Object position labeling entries
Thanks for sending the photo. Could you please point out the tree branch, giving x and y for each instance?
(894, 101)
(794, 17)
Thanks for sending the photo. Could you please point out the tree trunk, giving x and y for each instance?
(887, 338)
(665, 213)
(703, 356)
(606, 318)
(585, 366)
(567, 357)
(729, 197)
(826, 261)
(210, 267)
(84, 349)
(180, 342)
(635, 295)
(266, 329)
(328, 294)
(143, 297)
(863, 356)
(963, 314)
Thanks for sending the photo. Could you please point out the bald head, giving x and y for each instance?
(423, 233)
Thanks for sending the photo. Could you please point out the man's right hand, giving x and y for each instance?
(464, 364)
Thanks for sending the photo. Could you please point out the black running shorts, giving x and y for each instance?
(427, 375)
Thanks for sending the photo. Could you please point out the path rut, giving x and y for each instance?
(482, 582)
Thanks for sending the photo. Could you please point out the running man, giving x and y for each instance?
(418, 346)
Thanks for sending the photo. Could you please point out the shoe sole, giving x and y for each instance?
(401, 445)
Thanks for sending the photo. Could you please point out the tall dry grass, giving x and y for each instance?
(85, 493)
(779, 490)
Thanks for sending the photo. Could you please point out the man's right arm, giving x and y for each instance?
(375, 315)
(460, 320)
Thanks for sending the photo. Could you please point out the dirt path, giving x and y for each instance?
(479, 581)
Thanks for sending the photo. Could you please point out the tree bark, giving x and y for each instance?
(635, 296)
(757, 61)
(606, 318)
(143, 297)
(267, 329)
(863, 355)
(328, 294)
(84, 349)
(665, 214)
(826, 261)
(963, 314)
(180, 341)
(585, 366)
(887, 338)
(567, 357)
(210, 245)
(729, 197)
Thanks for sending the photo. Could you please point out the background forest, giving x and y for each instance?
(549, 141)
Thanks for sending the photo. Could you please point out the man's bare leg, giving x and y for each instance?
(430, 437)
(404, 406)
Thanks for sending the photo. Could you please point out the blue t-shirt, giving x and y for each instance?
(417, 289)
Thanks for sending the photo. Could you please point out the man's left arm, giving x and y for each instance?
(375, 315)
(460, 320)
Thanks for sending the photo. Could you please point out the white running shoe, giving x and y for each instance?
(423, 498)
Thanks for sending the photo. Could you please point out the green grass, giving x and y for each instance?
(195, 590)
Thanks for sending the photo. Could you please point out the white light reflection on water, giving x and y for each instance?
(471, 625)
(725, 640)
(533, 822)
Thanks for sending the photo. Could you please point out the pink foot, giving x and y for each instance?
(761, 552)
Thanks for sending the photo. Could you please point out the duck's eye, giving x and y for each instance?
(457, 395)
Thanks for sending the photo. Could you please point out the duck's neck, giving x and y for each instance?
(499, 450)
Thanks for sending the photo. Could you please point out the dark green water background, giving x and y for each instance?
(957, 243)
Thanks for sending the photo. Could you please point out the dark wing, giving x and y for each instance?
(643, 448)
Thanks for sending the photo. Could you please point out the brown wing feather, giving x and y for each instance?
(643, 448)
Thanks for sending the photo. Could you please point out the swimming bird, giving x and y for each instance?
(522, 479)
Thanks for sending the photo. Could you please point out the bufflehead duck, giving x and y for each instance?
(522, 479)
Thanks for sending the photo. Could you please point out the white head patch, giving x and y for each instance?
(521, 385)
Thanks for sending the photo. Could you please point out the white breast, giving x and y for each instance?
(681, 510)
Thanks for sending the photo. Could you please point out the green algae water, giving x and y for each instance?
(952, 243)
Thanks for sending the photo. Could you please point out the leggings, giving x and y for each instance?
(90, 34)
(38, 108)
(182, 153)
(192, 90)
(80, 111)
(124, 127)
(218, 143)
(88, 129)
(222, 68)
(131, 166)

● The problem: Return the listing above in full, character for character.

● Exercise answer:
Thanks for sending the photo. Could you please point out the tree branch, giving x and y for each instance?
(894, 101)
(794, 17)
Thanks for sending the photo. Could you please point out the tree trunk, giving x and y for each instance?
(887, 338)
(665, 213)
(703, 356)
(606, 318)
(585, 366)
(567, 357)
(729, 197)
(826, 261)
(210, 267)
(84, 349)
(180, 342)
(635, 295)
(266, 329)
(328, 294)
(143, 297)
(863, 356)
(963, 314)
Thanks for sending the photo. Could you please point out the bald head, giving x and y for each instance?
(423, 233)
Thanks for sending the photo. Could you please point out the man's right hand, giving x and y for each instance?
(464, 364)
Thanks for sending the photo. Could you please point out the black running shorts, giving x and y for each instance?
(427, 375)
Thanks for sending the photo. Could you please point out the path rut, giving x and y for each instance?
(482, 582)
Thanks for sending the photo. Could you please point out the running man, giving x and y for each instance?
(418, 346)
Thanks for sending the photo. Could you please point out the shoe sole, giving x and y for each instance?
(401, 445)
Thanks for sending the photo. Could you please point out the tall dry grass, giving x and y for each instance?
(85, 493)
(779, 490)
Thanks for sending the photo. Could you please point out the man's right arm, giving x and y for each instance?
(375, 315)
(460, 320)
Thanks for sending the photo. Could you please point out the dirt path, giving x and y for each instance?
(479, 581)
Thanks for sending the photo. Could you please point out the tree bark, giving x and y for each instance?
(635, 296)
(757, 61)
(606, 318)
(143, 297)
(267, 329)
(863, 355)
(328, 294)
(84, 349)
(665, 214)
(826, 261)
(963, 314)
(180, 341)
(585, 366)
(887, 338)
(567, 357)
(210, 245)
(729, 197)
Thanks for sending the photo. Could you please point out the background forest, giving x and y for each instance?
(549, 141)
Thanks for sending the photo. Could you please point out the man's bare leg, giving x and y for each instance?
(430, 437)
(404, 406)
Thanks for sending the photo. Could you please point out the blue t-shirt, giving x and y for each instance?
(417, 289)
Thanks for sending the photo. Could you please point out the man's left arm, giving x and y for each instance?
(375, 315)
(460, 320)
Thanks for sending the photo. Could you please point out the white running shoe, giving x and y for each instance?
(423, 498)
Thanks for sending the photo. Could you please point out the green grass, giving x and y for each instance?
(195, 590)
Thanks for sending the photo. Could you please point out the white light reflection on water, giving x and y for each instance?
(471, 625)
(725, 640)
(533, 822)
Thanks for sending the photo. Could you please point out the pink foot, giving x and y for each instance?
(761, 552)
Thanks for sending the photo. Could you please point out the duck's eye, giving x and y for each instance?
(457, 395)
Thanks for sending the photo. Could you please point out the duck's neck, giving x and y for each instance?
(499, 450)
Thanks for sending the photo. Could you please point out the dark green water background, giving x and y for each instance?
(957, 243)
Thanks for sending the photo. Could you please point out the dark wing, giving x and y for each instance?
(643, 448)
Thanks for sending the photo. Could you please point out the brown wing feather, giving x and y for each instance?
(643, 448)
Thanks for sending the photo. Could you please point out the swimming bird, giving x and y for each instance?
(522, 479)
Thanks for sending the photo. Could you please point out the bufflehead duck, giving x and y for each instance?
(522, 479)
Thanks for sending the photo. Could you please point out the white head patch, giving x and y for each instance?
(521, 385)
Thanks for sending the photo. Could you please point out the white breast, giving x and y for each instance?
(681, 510)
Thanks for sending the photo. Could you please point out the green algae water, giving x and y for each instance?
(952, 243)
Thanks for sending the photo. Could you please point out the leggings, giving x and y for each instance?
(90, 34)
(38, 108)
(182, 153)
(192, 90)
(80, 111)
(124, 127)
(218, 143)
(88, 129)
(222, 68)
(131, 166)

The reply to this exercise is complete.